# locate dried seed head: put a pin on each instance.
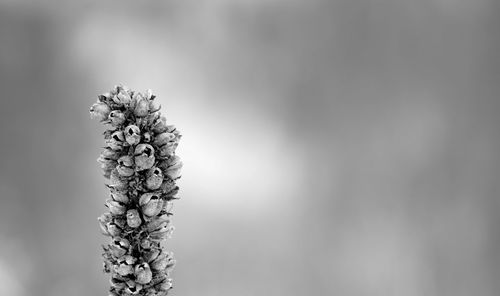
(146, 137)
(163, 138)
(133, 218)
(142, 106)
(120, 196)
(116, 118)
(160, 126)
(116, 181)
(119, 247)
(151, 204)
(125, 166)
(144, 157)
(100, 111)
(133, 288)
(151, 255)
(143, 273)
(115, 142)
(166, 285)
(115, 207)
(123, 97)
(132, 134)
(168, 149)
(154, 178)
(125, 265)
(110, 154)
(117, 283)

★ ★ ★ ★ ★

▸ **Required task**
Print every line of the material above again, character for character, but leave out the pictures.

▸ **Result of the exercise**
# locate dried seed head: put a pin on each instance.
(146, 137)
(163, 138)
(133, 218)
(142, 106)
(120, 196)
(116, 118)
(160, 126)
(116, 181)
(119, 247)
(151, 204)
(125, 166)
(144, 157)
(100, 111)
(133, 288)
(151, 255)
(143, 273)
(115, 142)
(166, 285)
(115, 207)
(123, 97)
(132, 134)
(168, 149)
(154, 178)
(125, 265)
(110, 154)
(117, 283)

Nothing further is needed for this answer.